*** ENTRIES SHOWN ***
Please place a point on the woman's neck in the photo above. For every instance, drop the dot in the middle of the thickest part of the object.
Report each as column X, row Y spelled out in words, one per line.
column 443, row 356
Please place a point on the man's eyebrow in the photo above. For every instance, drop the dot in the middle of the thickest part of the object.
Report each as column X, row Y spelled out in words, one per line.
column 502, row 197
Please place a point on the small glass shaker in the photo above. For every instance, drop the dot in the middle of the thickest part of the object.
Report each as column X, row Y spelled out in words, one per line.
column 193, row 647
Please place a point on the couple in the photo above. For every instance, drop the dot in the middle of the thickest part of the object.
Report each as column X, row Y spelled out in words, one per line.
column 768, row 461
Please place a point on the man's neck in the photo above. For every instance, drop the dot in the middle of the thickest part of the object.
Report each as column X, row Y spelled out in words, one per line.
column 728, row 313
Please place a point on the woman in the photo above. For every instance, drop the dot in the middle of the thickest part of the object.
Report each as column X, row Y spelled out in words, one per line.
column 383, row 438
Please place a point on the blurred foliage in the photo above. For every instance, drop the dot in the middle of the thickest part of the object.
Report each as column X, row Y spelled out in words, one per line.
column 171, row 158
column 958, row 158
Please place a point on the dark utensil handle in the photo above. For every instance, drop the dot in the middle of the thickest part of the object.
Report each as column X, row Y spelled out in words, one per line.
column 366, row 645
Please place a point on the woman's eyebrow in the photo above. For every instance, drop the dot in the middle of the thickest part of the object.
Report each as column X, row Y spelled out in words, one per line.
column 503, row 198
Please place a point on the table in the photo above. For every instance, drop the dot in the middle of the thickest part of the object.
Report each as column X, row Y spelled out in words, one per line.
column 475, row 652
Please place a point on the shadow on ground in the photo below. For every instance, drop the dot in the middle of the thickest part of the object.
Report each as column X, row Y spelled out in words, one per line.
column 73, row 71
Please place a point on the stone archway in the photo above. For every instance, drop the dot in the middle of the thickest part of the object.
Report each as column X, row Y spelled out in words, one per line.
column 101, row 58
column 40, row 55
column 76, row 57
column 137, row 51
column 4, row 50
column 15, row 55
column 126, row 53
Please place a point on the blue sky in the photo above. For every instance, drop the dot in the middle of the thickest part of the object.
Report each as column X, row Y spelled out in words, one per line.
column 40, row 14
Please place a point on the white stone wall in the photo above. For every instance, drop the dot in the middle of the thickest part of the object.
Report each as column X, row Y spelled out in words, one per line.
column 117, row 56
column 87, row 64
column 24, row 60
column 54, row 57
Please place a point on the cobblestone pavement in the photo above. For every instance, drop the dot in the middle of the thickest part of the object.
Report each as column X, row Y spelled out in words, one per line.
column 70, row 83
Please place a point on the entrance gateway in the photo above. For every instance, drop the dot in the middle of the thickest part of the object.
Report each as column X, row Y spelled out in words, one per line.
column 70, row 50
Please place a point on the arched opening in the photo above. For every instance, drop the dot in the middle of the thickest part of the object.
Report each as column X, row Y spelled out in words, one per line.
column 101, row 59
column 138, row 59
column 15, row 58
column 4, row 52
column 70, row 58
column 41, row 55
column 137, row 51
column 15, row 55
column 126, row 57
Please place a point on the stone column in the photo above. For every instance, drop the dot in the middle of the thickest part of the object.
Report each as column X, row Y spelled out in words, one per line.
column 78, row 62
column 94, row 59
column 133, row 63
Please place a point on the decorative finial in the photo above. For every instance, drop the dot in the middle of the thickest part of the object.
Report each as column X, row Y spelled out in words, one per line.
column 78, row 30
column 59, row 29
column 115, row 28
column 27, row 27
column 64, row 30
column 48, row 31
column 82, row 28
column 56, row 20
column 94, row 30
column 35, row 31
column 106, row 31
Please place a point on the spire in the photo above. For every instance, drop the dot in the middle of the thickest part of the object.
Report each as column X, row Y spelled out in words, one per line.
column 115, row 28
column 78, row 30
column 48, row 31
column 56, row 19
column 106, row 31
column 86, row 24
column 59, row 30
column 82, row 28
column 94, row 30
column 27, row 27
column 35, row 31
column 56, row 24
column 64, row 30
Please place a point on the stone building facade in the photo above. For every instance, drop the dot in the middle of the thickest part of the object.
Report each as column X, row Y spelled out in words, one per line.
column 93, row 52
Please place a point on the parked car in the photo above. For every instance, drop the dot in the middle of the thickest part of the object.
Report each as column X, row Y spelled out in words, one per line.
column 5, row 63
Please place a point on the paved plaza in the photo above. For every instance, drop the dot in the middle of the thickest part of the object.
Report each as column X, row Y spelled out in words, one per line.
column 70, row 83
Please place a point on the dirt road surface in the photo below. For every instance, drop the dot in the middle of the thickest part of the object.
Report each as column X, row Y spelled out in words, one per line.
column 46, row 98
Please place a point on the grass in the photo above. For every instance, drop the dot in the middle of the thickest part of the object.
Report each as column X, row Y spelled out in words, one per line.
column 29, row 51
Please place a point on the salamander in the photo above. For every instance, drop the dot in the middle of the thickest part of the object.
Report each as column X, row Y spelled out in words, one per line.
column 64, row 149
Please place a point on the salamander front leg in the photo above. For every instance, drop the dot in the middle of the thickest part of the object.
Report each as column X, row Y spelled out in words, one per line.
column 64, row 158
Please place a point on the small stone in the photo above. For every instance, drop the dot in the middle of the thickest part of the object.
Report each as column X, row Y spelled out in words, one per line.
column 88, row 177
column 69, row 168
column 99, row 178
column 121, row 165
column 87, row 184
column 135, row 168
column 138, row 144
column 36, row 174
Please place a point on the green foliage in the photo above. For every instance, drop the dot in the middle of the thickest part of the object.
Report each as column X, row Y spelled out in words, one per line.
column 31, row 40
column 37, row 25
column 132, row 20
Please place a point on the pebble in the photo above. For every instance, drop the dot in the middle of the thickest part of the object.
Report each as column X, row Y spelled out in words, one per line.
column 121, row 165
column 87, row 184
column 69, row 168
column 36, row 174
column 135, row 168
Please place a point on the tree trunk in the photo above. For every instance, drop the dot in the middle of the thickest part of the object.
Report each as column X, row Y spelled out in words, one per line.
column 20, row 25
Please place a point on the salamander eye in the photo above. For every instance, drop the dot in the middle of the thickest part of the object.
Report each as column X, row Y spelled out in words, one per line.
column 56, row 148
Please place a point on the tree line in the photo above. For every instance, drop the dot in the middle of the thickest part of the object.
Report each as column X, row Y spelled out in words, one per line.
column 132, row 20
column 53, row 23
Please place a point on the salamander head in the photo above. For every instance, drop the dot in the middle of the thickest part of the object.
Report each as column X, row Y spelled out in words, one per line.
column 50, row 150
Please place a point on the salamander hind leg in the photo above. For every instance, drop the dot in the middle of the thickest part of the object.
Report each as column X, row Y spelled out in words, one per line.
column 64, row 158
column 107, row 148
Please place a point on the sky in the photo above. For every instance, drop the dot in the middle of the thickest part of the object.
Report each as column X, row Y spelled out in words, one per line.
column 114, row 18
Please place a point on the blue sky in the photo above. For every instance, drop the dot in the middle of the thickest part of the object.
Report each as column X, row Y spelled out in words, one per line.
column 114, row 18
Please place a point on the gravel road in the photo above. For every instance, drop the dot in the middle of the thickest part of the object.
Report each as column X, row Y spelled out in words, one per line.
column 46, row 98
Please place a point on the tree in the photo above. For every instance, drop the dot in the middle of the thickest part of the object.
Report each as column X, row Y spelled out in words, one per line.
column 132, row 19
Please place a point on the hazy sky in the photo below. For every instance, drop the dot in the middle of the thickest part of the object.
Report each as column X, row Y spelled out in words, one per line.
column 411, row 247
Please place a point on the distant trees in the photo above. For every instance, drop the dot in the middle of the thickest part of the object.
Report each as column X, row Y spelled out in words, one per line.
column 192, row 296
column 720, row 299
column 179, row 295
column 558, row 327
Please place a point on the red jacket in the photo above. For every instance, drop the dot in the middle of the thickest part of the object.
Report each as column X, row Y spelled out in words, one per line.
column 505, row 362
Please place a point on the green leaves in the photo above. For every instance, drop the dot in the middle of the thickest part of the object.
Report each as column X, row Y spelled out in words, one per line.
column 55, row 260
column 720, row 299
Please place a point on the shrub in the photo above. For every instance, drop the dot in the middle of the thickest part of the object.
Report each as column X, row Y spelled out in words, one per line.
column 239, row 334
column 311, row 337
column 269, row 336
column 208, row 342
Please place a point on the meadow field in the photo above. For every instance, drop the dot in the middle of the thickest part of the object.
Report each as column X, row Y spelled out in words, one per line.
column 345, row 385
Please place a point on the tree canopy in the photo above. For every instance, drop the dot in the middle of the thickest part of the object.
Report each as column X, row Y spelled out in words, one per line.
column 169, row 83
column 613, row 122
*** End of ENTRIES SHOWN ***
ASSIGNED TASK:
Give back, word for word, the lines from the one with "Please place a point on the shrub" through the last line of the entries, both included, and no other line.

WRITTEN ANSWER:
Please place a point on the shrub in the photo above. For every instance, drop the dot in the middle of the thickest part of the object.
Report each as column X, row Y spelled out in words, one per line.
column 239, row 334
column 311, row 337
column 269, row 336
column 208, row 342
Please place a point on the meadow field in the photo above. For every instance, drop the dot in the middle of the thickest part of the object.
Report each as column X, row Y spelled out in words, one per line.
column 345, row 385
Please place a point on the tree canopy in the photo above. For every instance, drop the dot in the middle of the thickest part of the object.
Report each as column X, row Y spelled out in words, one per line.
column 169, row 83
column 613, row 122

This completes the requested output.